PROVIDED DATA ->

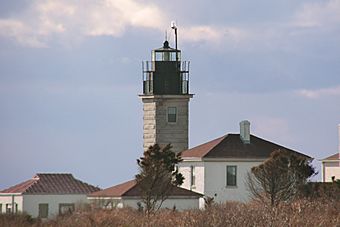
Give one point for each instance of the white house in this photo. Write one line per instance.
(45, 195)
(219, 168)
(128, 194)
(330, 169)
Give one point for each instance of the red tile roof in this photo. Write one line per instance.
(130, 188)
(52, 183)
(231, 146)
(333, 157)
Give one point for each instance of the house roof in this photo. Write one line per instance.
(333, 157)
(52, 183)
(131, 188)
(231, 146)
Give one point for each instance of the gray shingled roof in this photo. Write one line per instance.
(131, 188)
(231, 146)
(52, 183)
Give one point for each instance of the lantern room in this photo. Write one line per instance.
(165, 74)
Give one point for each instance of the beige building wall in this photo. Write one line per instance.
(330, 169)
(157, 128)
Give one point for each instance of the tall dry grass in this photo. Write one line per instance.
(316, 212)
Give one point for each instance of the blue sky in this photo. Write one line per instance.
(70, 75)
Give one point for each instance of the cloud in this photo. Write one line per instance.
(318, 93)
(212, 34)
(20, 32)
(46, 18)
(319, 14)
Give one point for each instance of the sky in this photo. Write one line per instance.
(70, 75)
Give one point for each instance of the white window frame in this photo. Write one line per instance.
(192, 177)
(168, 113)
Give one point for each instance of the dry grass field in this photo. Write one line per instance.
(316, 212)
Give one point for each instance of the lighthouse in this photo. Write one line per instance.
(166, 99)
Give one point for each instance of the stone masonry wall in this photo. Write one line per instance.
(156, 128)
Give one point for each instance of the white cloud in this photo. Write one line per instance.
(45, 18)
(318, 93)
(212, 34)
(319, 14)
(20, 32)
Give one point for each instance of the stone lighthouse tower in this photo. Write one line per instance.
(166, 99)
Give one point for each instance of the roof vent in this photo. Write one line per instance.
(245, 131)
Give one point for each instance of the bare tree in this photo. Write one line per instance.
(279, 177)
(158, 176)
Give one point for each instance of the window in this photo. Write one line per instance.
(192, 176)
(43, 210)
(231, 175)
(172, 114)
(66, 208)
(9, 208)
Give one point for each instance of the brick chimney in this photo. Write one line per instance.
(245, 131)
(339, 140)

AIM OF THE TASK -> Word for word, repeat all of the entries above, leaving out the pictures.

OUTPUT OF THE EXERCISE ->
Give one point for each instance of the white house in this photo. Write one line per instance.
(45, 195)
(219, 168)
(128, 194)
(330, 169)
Give one point for each instance of the red tile roof in this photo. Write one line per instance.
(130, 188)
(52, 183)
(231, 146)
(333, 157)
Give one point for each instance of the house roof in this photo. Write one line per instance.
(333, 157)
(52, 183)
(131, 188)
(231, 146)
Give one point for each instance of the gray shingled roof in this photo. Write one line per instance.
(131, 188)
(231, 146)
(52, 183)
Give one point for each instance of the lantern room in this photo. Write one line per instance.
(165, 74)
Give one point for each instance of the beige building wall in this photo. Write one line per instance.
(330, 169)
(157, 128)
Give one point for each instance of the tall dry grass in this photo. Write one line per instance.
(316, 212)
Give one point for each instance of the blue sky in this photo. Write one line per instance.
(70, 75)
Give one point for each instance of the cloud in this photo. Write one line per instance.
(318, 93)
(212, 34)
(20, 32)
(46, 18)
(319, 14)
Give one point for each instance of the sky in this photo. Write one line per instance.
(70, 75)
Give one point for each instance of the white window frame in this photo. Write one line per instance.
(192, 177)
(168, 113)
Give one point for each instance of the dry grass field in this photo. Write one line per instance.
(316, 212)
Give one point for each instance of the lighthouse in this photo. Write one line per instance.
(166, 99)
Give one point for each instance of the stone masonry wall in this photo. Write one line per instance.
(156, 128)
Give one point for each instance of the white cloud in this photo. Write one line per instance.
(45, 18)
(318, 93)
(212, 34)
(319, 14)
(20, 32)
Give one point for each instance of the stone lighthouse tower in this photo. Write one line per instance.
(166, 99)
Give one point for each instance of the roof vent in this photo. Write one line per instance.
(245, 131)
Give one point for each instance of the bare tree in this photo. Write one line per instance.
(279, 177)
(158, 176)
Give one point for each instance of the window in this photo. Write one line per instance.
(192, 176)
(43, 210)
(231, 175)
(172, 114)
(66, 208)
(9, 208)
Give one point for each instance of the brick chimney in this photo. Write one line per instance.
(245, 131)
(339, 140)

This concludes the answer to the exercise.